- **Given problem**: Shift the point coordinates in the material below by adding 95 to each number, and write out again the part that opens with the line containing "spot the concrete pillar." and closes with the line containing "(1104, 338)", requests and both end lines included. Leave the pictures out.

Object point labels:
* * * * * * *

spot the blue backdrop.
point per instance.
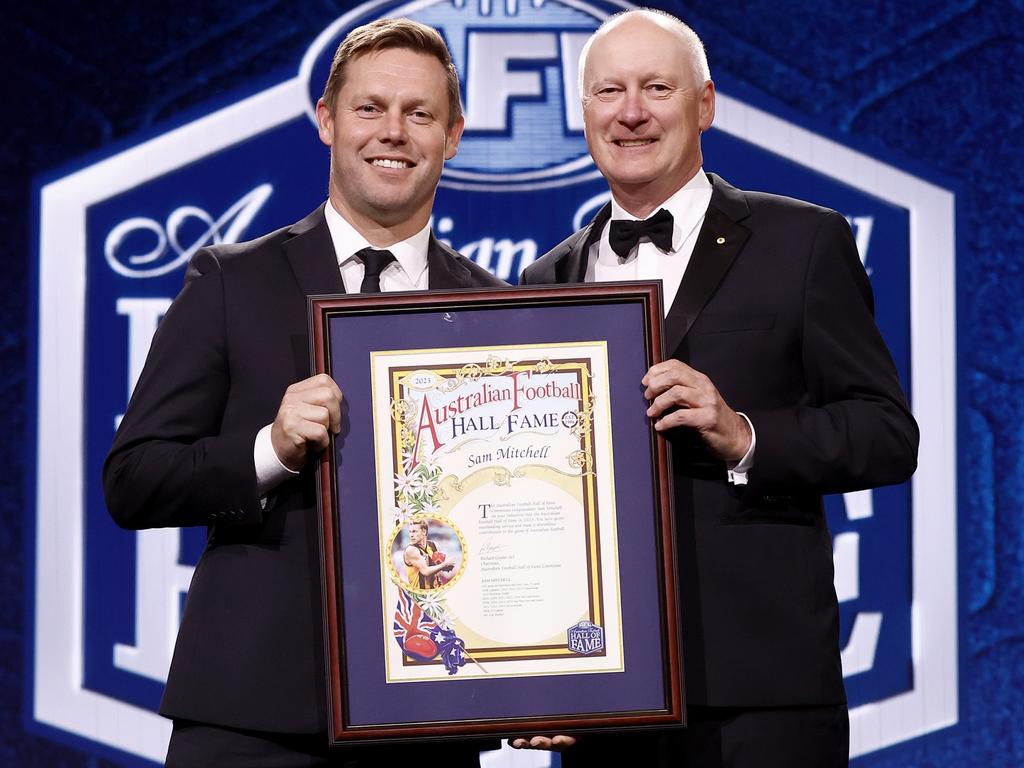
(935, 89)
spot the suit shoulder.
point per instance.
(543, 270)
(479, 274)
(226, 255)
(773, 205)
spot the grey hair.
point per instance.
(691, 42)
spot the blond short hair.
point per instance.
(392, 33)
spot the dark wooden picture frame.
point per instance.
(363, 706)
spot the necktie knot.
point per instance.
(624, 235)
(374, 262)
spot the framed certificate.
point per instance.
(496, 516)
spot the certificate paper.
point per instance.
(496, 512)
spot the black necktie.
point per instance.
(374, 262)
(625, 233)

* * * * * * *

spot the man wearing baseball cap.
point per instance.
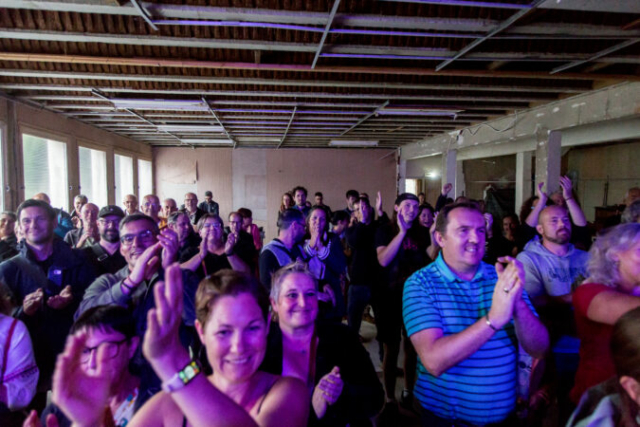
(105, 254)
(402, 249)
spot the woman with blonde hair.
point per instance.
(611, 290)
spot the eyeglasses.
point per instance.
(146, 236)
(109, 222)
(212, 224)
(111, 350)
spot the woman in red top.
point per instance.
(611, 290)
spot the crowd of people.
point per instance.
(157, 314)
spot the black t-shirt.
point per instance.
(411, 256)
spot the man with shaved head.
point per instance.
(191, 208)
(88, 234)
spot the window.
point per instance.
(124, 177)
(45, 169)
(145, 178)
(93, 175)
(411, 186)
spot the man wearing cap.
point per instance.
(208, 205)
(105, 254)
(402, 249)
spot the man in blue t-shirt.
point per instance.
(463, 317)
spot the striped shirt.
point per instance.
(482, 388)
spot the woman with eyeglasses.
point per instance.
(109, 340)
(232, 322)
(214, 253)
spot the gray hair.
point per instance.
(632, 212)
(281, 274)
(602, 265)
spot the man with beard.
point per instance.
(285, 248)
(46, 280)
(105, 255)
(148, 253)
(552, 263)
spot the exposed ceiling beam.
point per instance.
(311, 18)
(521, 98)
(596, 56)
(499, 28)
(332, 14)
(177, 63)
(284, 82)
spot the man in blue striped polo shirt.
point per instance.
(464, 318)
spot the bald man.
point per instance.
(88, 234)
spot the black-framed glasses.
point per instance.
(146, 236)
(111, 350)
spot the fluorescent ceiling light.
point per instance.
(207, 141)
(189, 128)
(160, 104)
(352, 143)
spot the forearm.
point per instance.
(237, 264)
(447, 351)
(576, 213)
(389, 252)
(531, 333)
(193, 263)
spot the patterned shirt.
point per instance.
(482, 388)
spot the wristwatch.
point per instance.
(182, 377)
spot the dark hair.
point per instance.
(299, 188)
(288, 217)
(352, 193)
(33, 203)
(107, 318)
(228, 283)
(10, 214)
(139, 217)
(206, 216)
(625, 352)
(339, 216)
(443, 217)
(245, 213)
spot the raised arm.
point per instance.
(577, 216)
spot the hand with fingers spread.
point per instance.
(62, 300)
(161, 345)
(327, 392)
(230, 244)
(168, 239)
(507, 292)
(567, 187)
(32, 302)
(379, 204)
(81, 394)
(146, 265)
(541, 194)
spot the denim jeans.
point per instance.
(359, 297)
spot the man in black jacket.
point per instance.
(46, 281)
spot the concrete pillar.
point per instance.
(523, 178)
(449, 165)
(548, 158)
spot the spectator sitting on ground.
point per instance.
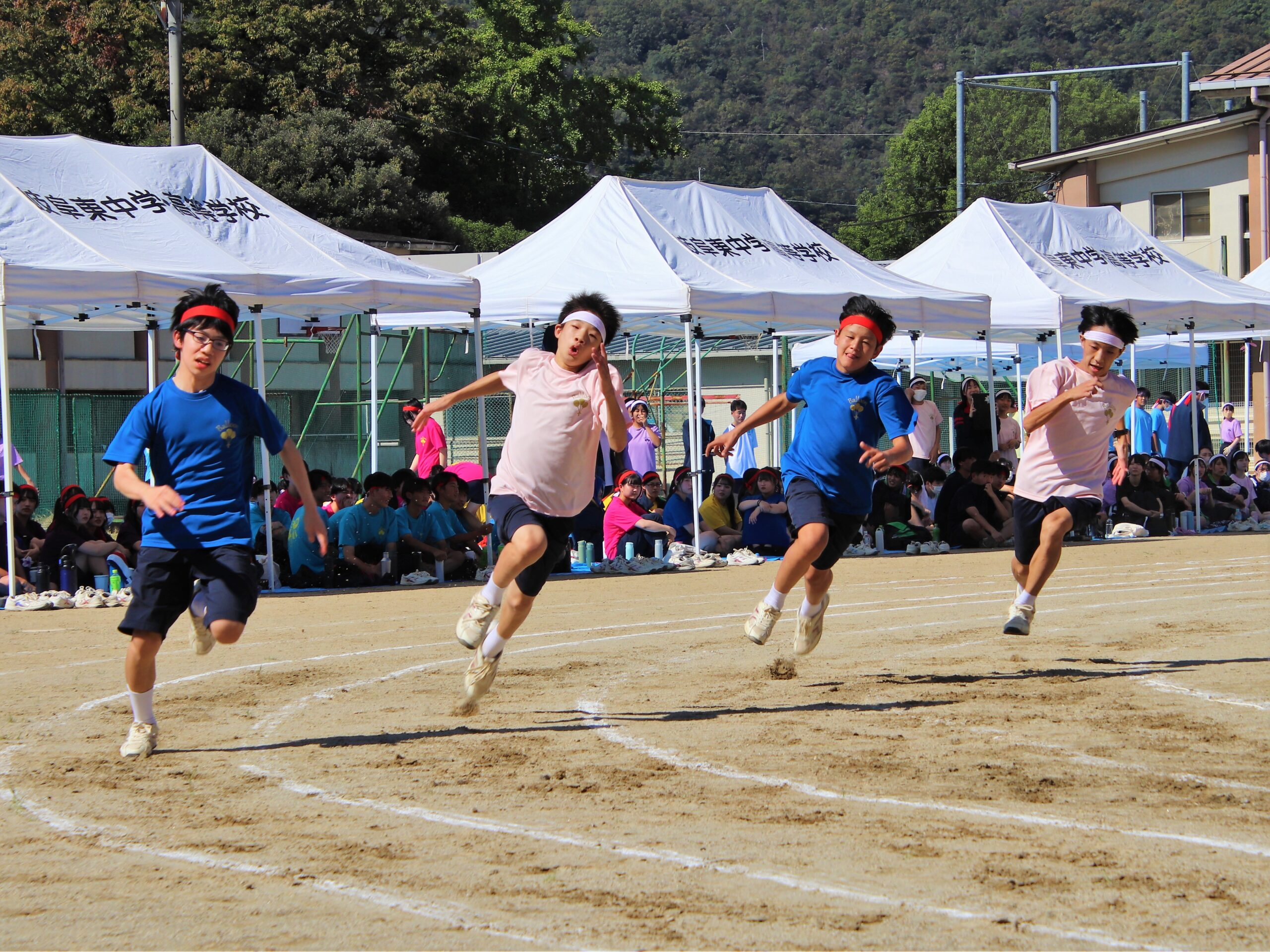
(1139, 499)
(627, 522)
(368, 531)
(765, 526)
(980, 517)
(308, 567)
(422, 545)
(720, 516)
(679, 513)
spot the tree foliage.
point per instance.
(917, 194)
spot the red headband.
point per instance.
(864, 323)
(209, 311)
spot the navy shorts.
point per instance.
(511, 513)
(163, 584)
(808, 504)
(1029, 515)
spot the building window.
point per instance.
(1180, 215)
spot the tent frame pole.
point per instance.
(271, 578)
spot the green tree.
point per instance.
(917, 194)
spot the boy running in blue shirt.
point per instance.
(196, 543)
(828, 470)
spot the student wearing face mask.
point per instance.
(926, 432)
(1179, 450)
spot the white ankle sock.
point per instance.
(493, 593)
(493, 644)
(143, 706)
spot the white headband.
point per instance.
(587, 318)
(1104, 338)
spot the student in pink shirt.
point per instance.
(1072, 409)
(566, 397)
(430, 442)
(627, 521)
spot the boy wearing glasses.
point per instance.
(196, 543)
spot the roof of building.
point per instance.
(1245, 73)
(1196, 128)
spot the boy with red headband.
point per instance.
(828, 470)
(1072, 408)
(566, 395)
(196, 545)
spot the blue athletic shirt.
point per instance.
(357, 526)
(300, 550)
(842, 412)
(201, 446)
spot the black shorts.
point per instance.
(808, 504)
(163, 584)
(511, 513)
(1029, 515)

* * * * * * *

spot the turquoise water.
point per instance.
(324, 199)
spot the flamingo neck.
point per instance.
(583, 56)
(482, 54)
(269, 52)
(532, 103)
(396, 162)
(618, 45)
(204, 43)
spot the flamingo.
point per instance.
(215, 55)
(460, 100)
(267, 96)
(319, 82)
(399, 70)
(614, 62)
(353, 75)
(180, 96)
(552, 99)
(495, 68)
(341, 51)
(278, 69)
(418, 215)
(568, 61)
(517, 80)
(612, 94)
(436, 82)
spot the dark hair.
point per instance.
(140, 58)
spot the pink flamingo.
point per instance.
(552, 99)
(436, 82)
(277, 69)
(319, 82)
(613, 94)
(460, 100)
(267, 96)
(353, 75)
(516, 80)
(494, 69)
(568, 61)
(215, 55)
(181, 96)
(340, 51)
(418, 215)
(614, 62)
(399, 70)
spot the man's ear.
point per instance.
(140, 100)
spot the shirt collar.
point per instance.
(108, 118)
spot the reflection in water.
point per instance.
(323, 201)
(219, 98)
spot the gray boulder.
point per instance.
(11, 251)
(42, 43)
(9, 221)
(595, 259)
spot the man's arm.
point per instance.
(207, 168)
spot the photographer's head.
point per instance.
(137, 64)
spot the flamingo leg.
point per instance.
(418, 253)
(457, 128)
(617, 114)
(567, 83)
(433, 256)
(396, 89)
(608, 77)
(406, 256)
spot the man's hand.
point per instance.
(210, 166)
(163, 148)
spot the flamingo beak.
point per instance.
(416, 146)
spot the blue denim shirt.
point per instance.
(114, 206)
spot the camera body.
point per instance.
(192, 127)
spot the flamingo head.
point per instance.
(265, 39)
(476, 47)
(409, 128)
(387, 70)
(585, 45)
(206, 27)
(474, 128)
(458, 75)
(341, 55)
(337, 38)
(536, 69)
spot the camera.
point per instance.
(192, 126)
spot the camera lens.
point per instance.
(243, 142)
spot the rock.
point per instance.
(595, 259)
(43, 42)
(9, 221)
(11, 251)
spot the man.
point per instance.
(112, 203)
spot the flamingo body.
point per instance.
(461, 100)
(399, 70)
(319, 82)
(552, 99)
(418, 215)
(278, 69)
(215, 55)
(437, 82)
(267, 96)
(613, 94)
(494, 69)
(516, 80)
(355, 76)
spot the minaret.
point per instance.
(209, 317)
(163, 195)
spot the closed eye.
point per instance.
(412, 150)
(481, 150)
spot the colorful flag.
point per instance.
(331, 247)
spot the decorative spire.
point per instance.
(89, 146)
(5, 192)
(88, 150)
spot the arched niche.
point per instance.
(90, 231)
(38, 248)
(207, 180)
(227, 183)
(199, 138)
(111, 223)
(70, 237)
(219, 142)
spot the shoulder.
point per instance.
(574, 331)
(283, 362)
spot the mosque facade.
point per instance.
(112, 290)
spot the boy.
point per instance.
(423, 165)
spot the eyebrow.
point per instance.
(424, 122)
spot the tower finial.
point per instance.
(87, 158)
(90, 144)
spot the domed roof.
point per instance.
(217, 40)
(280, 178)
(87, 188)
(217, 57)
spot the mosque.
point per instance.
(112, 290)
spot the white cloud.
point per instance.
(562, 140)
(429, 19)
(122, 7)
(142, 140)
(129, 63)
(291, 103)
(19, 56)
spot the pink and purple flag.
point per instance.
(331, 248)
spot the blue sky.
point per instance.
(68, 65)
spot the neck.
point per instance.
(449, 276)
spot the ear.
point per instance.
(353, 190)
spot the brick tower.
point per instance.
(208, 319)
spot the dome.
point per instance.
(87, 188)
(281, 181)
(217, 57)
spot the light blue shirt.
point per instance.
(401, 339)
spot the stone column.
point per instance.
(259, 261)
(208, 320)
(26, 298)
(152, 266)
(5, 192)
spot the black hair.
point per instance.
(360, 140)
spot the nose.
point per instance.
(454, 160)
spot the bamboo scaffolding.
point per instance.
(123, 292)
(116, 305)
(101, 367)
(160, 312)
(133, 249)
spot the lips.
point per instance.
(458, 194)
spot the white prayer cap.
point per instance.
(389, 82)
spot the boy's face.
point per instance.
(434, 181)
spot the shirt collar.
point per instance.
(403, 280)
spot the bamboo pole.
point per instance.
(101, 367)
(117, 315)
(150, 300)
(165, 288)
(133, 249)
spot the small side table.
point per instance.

* * * * * * *

- **Correct answer**:
spot the concrete pillar.
point per instance.
(618, 273)
(544, 260)
(643, 253)
spot the spectator sitting on ground.
point per instance.
(1234, 594)
(722, 617)
(463, 626)
(860, 621)
(1075, 612)
(403, 662)
(517, 640)
(815, 611)
(774, 608)
spot the tree foliage.
point per instance.
(1012, 289)
spot the red headband.
point per instance.
(959, 418)
(304, 406)
spot the navy shorts.
point per instance.
(606, 608)
(258, 679)
(903, 599)
(1124, 610)
spot the building window.
point per instance.
(1275, 310)
spot the tent frame pole.
point per instance.
(366, 673)
spot the green tree.
point per instance.
(1012, 289)
spot the boy running in blue shirt.
point per instance.
(291, 638)
(923, 565)
spot the student wearing face mask.
point per instance.
(1021, 527)
(1274, 545)
spot the white ankle sock.
point per instance.
(588, 688)
(588, 739)
(238, 801)
spot the white headband.
point per instance.
(682, 413)
(1199, 433)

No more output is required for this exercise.